··· Extracted text ···
The fall started to unravel the day Jesus was born. He humbled Himself to our level, choosing to be born as a baby for the sake of reconciliation.

Not only is this so, but we also boast in God through our Lord Jesus Christ, through whom we have now received reconciliation.

-Romans 5:11

Over the course of the next few verses, Paul contrasts the death that happened through Adam with its reversal: the resurrection that happens through Jesus.

For if, by the trespass of the one man, death reigned through that one man, how much more will those who receive God’s abundant provision of grace and of the gift of righteousness reign in life through the one man, Jesus Christ!

-Romans 5:17

How much more!

When I think of all of the death and darkness in the world, it can get a little overwhelming. It is rampant; it is woven into the fabric of our societies.

How much more.

I want to talk about belief again. Lately the fact that Jesus just asks us to believe in Him in order to have life hasn’t been making a whole lot of sense to me. Why was belief His number one priority? Why is belief so powerful?

Adam and Eve were sentenced to death because of their lack of belief.

Their lack of belief entirely separated them from God. It is what caused them to follow Satan instead.

With God, we are either all in or all out. We either believe in Him and are unified with Him, or we believe in something else and we are separated from Him.
···
# Set task A
Give the number of lines in the rows that contain the string "flag", counting only matches in the same case. Reply with the number alone.
··· Dataset excerpts ···
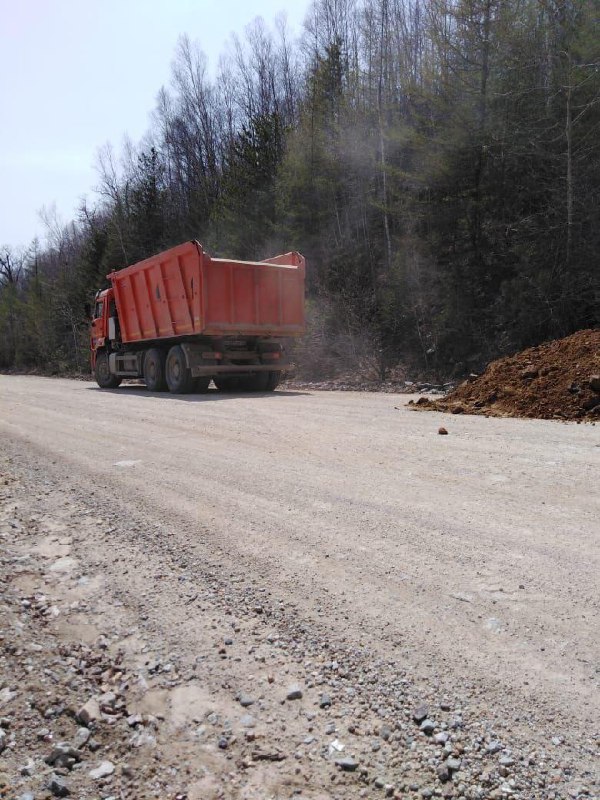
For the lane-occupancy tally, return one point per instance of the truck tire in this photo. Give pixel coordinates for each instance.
(179, 377)
(154, 370)
(104, 379)
(273, 380)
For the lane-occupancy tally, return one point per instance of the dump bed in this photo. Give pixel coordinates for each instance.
(183, 291)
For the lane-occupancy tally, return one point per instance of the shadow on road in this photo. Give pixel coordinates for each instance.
(136, 390)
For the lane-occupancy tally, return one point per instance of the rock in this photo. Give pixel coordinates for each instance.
(591, 403)
(81, 738)
(420, 714)
(347, 764)
(141, 739)
(58, 786)
(427, 726)
(28, 769)
(105, 769)
(245, 700)
(89, 713)
(63, 755)
(294, 692)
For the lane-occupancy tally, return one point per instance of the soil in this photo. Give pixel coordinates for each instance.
(556, 380)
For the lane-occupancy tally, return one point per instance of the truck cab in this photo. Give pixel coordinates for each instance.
(99, 324)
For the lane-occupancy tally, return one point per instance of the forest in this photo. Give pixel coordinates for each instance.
(437, 162)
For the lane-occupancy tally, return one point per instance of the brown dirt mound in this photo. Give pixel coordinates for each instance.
(556, 380)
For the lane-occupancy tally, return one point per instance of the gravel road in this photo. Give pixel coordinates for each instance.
(433, 599)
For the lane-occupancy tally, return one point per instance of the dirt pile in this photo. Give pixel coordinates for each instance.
(556, 380)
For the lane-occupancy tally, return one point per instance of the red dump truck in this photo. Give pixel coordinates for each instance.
(181, 319)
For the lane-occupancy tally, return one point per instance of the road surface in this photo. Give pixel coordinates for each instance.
(470, 560)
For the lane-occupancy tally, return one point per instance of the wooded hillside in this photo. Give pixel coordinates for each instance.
(436, 161)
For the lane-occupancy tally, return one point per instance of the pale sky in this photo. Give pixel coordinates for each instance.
(75, 74)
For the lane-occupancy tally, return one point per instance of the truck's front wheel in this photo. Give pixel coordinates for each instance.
(104, 379)
(179, 377)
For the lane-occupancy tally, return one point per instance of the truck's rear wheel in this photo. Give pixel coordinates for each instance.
(154, 370)
(179, 377)
(104, 379)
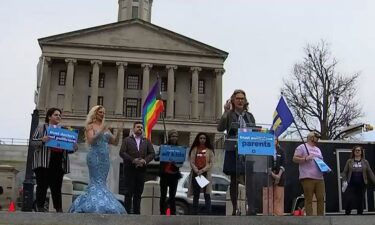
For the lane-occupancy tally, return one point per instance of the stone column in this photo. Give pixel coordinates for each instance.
(219, 92)
(45, 84)
(146, 81)
(120, 87)
(114, 169)
(95, 82)
(194, 92)
(69, 84)
(170, 92)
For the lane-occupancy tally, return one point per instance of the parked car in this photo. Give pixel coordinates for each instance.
(184, 203)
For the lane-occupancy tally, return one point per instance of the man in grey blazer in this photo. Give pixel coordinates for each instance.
(137, 152)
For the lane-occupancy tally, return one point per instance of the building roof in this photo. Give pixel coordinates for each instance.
(133, 35)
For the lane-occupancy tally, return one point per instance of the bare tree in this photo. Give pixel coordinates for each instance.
(321, 98)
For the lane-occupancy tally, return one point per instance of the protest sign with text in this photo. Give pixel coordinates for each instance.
(61, 138)
(255, 143)
(172, 153)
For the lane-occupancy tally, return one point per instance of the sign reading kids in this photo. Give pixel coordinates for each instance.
(61, 138)
(173, 153)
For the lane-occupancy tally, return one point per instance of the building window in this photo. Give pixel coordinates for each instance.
(100, 100)
(62, 78)
(133, 82)
(90, 79)
(101, 80)
(201, 86)
(132, 106)
(134, 12)
(164, 113)
(88, 103)
(164, 84)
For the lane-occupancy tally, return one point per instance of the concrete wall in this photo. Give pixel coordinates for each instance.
(101, 219)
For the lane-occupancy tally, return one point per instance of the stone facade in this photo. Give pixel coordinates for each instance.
(116, 64)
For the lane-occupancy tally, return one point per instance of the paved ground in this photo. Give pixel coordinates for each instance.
(20, 218)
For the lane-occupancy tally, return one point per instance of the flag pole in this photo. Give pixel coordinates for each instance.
(300, 135)
(162, 114)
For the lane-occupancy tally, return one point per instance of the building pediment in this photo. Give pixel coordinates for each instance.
(134, 35)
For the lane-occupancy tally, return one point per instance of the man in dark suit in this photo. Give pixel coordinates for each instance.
(137, 152)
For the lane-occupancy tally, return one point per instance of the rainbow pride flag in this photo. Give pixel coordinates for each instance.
(151, 110)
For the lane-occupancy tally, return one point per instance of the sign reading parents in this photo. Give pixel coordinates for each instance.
(255, 143)
(172, 153)
(61, 138)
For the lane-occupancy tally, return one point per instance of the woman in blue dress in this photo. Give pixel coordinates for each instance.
(97, 198)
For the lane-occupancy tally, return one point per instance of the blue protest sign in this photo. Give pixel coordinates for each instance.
(323, 167)
(61, 138)
(172, 153)
(255, 143)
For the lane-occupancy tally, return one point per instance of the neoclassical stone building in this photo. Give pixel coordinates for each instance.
(116, 64)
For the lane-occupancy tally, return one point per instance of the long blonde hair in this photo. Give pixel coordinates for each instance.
(91, 116)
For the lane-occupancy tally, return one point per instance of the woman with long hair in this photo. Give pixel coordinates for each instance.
(356, 174)
(201, 157)
(97, 198)
(49, 164)
(236, 115)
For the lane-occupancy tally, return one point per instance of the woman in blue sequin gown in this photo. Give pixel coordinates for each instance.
(97, 198)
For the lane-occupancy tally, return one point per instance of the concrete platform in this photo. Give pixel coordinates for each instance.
(19, 218)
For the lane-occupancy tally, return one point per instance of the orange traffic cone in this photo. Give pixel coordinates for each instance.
(12, 208)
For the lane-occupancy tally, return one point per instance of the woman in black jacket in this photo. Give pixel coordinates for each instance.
(356, 176)
(49, 164)
(169, 175)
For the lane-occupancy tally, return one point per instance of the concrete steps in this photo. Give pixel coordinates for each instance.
(21, 218)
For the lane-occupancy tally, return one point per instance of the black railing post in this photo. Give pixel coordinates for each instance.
(28, 184)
···
# Set task B
List each figure named in the devotional passage on Romans 5, giving each one once.

# Result A
2

# Result B
Jesus, God, Paul, Adam, Eve, Satan